**Task:**
Rewrite the listing below so that every "pretty-printed" becomes "indented", with everything else left as is. Omit the pictures from your version.
───
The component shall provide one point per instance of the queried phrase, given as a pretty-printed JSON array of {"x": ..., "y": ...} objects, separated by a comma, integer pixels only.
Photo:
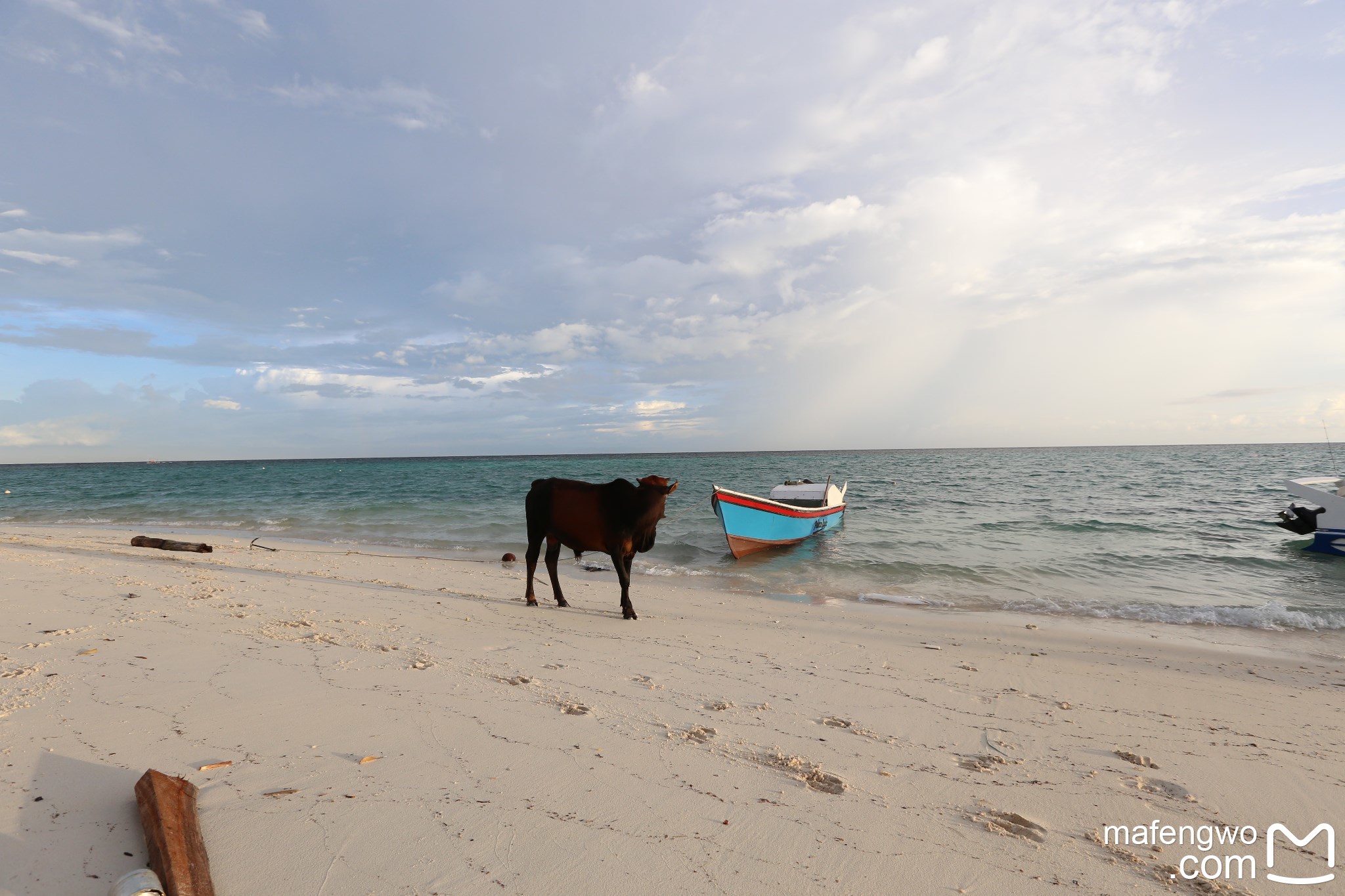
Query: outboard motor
[{"x": 1300, "y": 521}]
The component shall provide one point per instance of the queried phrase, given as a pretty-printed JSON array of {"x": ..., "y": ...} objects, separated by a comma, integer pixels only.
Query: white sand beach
[{"x": 724, "y": 743}]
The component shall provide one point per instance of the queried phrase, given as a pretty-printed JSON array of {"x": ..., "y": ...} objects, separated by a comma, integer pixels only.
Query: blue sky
[{"x": 349, "y": 228}]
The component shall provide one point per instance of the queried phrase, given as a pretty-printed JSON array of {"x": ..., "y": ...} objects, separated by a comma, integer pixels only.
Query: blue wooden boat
[{"x": 794, "y": 512}]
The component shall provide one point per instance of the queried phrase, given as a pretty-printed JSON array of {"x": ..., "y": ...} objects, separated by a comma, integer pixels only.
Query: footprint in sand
[
  {"x": 986, "y": 762},
  {"x": 807, "y": 771},
  {"x": 1161, "y": 788},
  {"x": 1011, "y": 824},
  {"x": 699, "y": 734},
  {"x": 1136, "y": 759}
]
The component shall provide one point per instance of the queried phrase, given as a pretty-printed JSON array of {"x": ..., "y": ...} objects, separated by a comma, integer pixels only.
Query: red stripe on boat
[{"x": 775, "y": 508}]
───
**Written reply:**
The component shall provide one point per instance of the queried phrase, given as a indented JSON array of {"x": ..., "y": ...} objects, separated by a comma, integer pixels only.
Photo:
Query: outboard motor
[{"x": 1300, "y": 521}]
The component shall provide one point per instance of the queried phrase, given as a indented JSON array of {"x": ..., "y": ...} objects, separated by a comma, integer pixels only.
Query: white sand beach
[{"x": 724, "y": 743}]
The component shall provide one point per instance of the queried phrase, given as a indented JSON array of {"x": ..., "y": ...} objects, separated by a comma, integer pixels only.
Query: blue sky
[{"x": 349, "y": 228}]
The component shall provide one point per instance of the queried phrase, given as a indented JSON array of {"x": ..., "y": ...} objects, separated by a comma, integer pixels only.
Query: blue wooden boat
[{"x": 794, "y": 512}]
The component shall provide one point per instance of the queried phrase, given as a indented JSON array of {"x": ..., "y": ...} objects, separated by a comma, integer pixels only.
Query: footprint in sand
[
  {"x": 986, "y": 762},
  {"x": 807, "y": 771},
  {"x": 1161, "y": 788},
  {"x": 1011, "y": 824},
  {"x": 699, "y": 734},
  {"x": 1136, "y": 759}
]
The component shall provide one point per instance of the queried phrase, given as a indented JSON array of {"x": ..., "y": ...} objects, separated by a comma, integer pixels only.
Query: red stripe on boat
[{"x": 775, "y": 508}]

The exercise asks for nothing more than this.